--- BEGIN The data ---

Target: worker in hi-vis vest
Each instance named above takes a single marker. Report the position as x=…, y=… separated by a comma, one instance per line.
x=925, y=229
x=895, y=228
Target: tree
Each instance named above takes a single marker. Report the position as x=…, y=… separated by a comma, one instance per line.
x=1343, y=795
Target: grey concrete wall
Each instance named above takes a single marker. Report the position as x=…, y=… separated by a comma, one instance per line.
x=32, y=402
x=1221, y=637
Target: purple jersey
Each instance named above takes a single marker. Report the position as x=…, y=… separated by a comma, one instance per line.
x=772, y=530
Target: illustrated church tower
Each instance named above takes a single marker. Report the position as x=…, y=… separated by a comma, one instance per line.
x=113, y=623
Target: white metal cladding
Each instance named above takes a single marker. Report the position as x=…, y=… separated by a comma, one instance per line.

--- END The data ---

Reproduce all of the rows above verbatim, keeping each line as it stands.

Target: worker in hi-vis vest
Each instance named above takes a single marker. Report the position as x=…, y=… separated by a comma, one instance per line.
x=925, y=229
x=895, y=228
Target: tree
Each instance named above takes a single marker. Report the position as x=…, y=… separated by a comma, one instance per line.
x=1343, y=795
Target: grey concrete wall
Each instance named above takes a single marker. Report the position as x=…, y=… separated by a comma, one instance per line.
x=32, y=402
x=1221, y=637
Target: purple jersey
Each instance named above takes a single marker. Report the position as x=…, y=… separated by a comma, one instance per line.
x=772, y=530
Target: illustrated church tower
Each instance named above takes a single marker. Report the position as x=…, y=… separated by a comma, one instance per line.
x=113, y=623
Target: white metal cladding
Each instance named above takes a single marker. Report the position as x=…, y=… separated by a comma, one instance per line.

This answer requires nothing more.